**Prompt A**
Translate this sentence from the Intel mobile processor text below into Spanish: "This integration reduces cost, power consumption, and size."
**Prompt B**
Carry the Intel mobile processor text below further, picking up right after its final sentence.

**Text provided**
** Begin **

We believe the trend of mobile microprocessor unit growth outpacing the growth
in desktop microprocessor units will continue. We believe that the demand for
mobile microprocessors will result in the increased development of products with
form factors and uses that require low-power microprocessors. We also believe
that these products will result in demand that is incremental to that of
microprocessors designed for notebook and desktop computers, as a growing number
of households have multiple devices for different computing functions. Our
silicon and manufacturing technology leadership allows us to develop low-power
microprocessors for these and other new uses and form factors. We believe that
Intel Atom processors give us the ability to extend Intel architecture and drive
growth in new market segments, including a growing number of products that
require processors specifically designed for embedded devices, handhelds,
consumer electronics devices, nettops, and netbooks. We also believe that our
Intel Atom Developer Program, which we expect to spur new applications that run
on products using Intel Atom processors, will expedite our growth strategy in
these new market segments. We believe that the common elements for products in
these new market segments are low power consumption and the ability to access
the Internet.
To meet the demands of new and evolving mobile, consumer electronics, and
various embedded market segments, we also offer, and are continuing to develop,
System on Chip (SoC) products that integrate the core processing functionality
of our Intel Atom processors with specific components, such as graphics, audio,
and video, onto a single chip. This integration reduces cost, power consumption,
and size. We are collaborating with Taiwan Semiconductor Manufacturing Company,
Ltd. (TSMC), a large semiconductor foundry, in an effort to broaden the market
opportunities for Intel Atom processors in SoC products by integrating our Intel
Atom processor cores with TSMC's process technology platform.
We are also focusing on the development of a new highly scalable, many-core
architecture aimed at parallel processing, the simultaneous use of multiple
cores to execute a computing task. This architecture will initially be used in
developing discrete graphics processors designed for gaming and media creation.
Over time, this architecture may be utilized in the development of products for
scientific and professional workstations as well as high-performance computing
applications.
MANAGEMENT'S DISCUSSION AND ANALYSIS OF FINANCIAL CONDITION AND RESULTS OF
OPERATIONS (Continued)

** End **

**Data records**
** Begin **

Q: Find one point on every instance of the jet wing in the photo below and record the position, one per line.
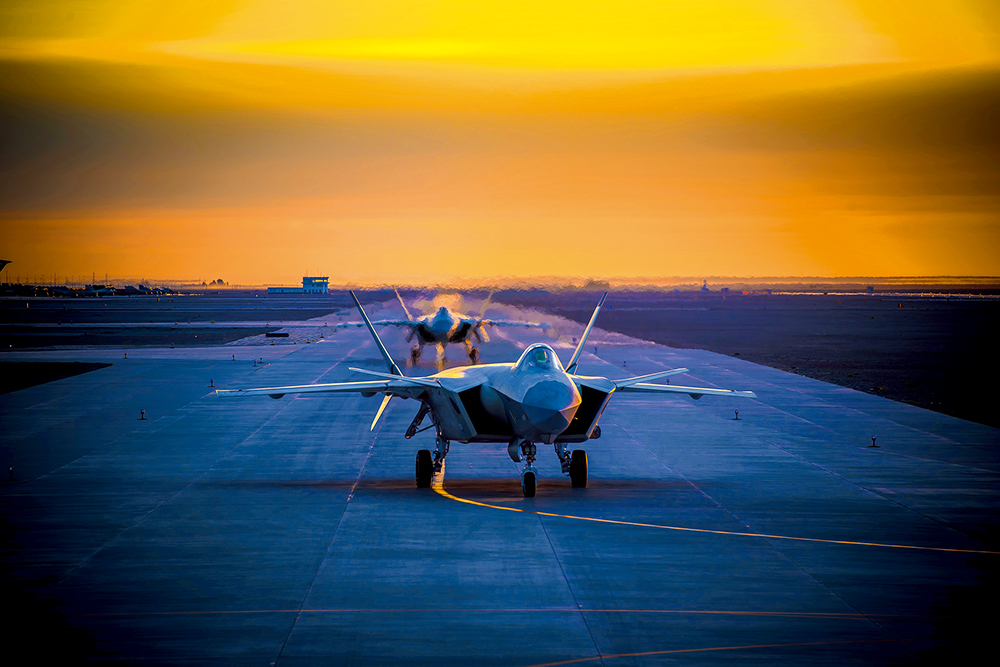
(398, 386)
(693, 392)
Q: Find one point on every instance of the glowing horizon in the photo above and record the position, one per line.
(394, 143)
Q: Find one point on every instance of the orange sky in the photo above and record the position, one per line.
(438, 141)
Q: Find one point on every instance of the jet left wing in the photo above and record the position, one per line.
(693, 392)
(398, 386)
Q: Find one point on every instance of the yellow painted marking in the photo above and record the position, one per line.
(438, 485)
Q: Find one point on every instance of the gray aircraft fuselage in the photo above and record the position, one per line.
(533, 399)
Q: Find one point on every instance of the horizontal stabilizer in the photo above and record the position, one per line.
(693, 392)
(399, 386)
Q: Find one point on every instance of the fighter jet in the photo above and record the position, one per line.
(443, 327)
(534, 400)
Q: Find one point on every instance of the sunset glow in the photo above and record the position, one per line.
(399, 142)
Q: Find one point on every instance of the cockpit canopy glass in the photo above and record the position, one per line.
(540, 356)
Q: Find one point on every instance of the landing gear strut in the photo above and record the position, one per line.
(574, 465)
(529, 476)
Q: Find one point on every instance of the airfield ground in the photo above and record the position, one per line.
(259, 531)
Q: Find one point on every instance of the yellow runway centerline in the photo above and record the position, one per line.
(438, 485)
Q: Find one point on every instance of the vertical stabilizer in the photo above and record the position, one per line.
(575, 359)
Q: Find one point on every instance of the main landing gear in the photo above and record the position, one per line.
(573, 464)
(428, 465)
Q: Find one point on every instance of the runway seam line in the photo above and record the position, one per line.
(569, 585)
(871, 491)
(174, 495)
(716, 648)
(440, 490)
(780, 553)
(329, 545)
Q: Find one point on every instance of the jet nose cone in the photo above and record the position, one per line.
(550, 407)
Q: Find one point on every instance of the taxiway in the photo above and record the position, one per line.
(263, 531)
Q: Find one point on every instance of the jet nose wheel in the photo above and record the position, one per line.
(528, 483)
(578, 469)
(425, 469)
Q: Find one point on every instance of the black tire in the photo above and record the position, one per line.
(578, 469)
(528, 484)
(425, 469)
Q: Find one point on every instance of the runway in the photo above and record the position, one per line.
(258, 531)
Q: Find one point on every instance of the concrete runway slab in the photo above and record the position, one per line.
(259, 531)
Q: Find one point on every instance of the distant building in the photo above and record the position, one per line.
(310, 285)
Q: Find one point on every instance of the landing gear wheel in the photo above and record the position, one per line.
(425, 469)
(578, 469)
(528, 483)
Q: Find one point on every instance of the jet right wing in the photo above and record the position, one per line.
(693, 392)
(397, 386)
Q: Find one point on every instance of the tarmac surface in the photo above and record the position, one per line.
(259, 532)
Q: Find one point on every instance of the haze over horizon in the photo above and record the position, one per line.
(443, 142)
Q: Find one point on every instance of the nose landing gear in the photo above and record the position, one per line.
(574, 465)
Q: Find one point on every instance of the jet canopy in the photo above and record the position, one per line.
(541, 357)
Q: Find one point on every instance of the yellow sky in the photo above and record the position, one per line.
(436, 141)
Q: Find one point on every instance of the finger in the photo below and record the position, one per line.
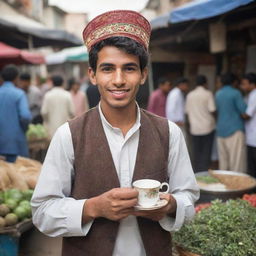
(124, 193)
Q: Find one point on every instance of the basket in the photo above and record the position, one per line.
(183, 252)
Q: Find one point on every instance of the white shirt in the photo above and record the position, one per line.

** End **

**Task response A**
Esta integración reduce el costo, el consumo de energía y el tamaño.

**Task response B**
Critical Accounting Estimates
The methods, estimates, and judgments that we use in applying our accounting
policies have a significant impact on the results that we report in our
financial statements. Some of our accounting policies require us to make
difficult and subjective judgments, often as a result of the need to make
estimates regarding matters that are inherently uncertain. Our most critical
accounting estimates include:
the valuation of non-marketable equity investments and the determination of
other-than-temporary impairments, which impact gains (losses) on equity
method investments, net, or gains (losses) on other equity investments, net
when we record impairments;
the valuation of investments in debt instruments and the determination of
other-than-temporary impairments, which impact our investment portfolio
balance when we assess fair value, and interest and other, net when we
record other-than-temporary impairments of available-for-sale debt
instruments within earnings;
the assessment of recoverability of long-lived assets, which primarily
impacts gross margin or operating expenses when we record asset impairments
or accelerate their depreciation;
the recognition and measurement of current and deferred income taxes
(including the measurement of uncertain tax positions), which impact our
provision for taxes; and
the valuation of inventory, which impacts gross margin.
Below, we discuss these policies further, as well as the estimates and judgments
involved. We also have other policies that we consider key accounting policies,
such as those for revenue recognition, including the deferral of revenue on
sales to distributors; however, these policies typically do not require us to
make estimates or judgments that are difficult or subjective.
Non-Marketable Equity Investments
The carrying value of our non-marketable equity investment portfolio, excluding
equity derivatives, totaled $3.5 billion as of September 26, 2009 ($4.1 billion
as of December 27, 2008). The majority of this balance as of September 26, 2009
was concentrated in companies in the flash memory market segment. Our flash
memory market segment investments include our investment in IM Flash
Technologies, LLC (IMFT) of $1.4 billion ($1.7 billion as of December 27, 2008),
our investment in IM Flash Singapore, LLP (IMFS) of $305 million ($329 million
as of December 27, 2008), and our investment in Numonyx B.V. of $438 million
($484 million as of December 27, 2008). In addition, we regularly invest in
non-marketable equity instruments of private companies, which range from
early-stage companies that are often still defining their strategic direction to
more mature companies with established revenue streams and business models. For
additional information, see "Note 10: Equity Method Investments" in the Notes to
Consolidated Condensed Financial Statements of this Form 10-Q.
Our non-marketable equity investments are recorded using adjusted cost basis or
the equity method of accounting, depending on the facts and circumstances of
each investment. Our non-marketable equity investments are classified in other
long-term assets on the consolidated condensed balance sheets.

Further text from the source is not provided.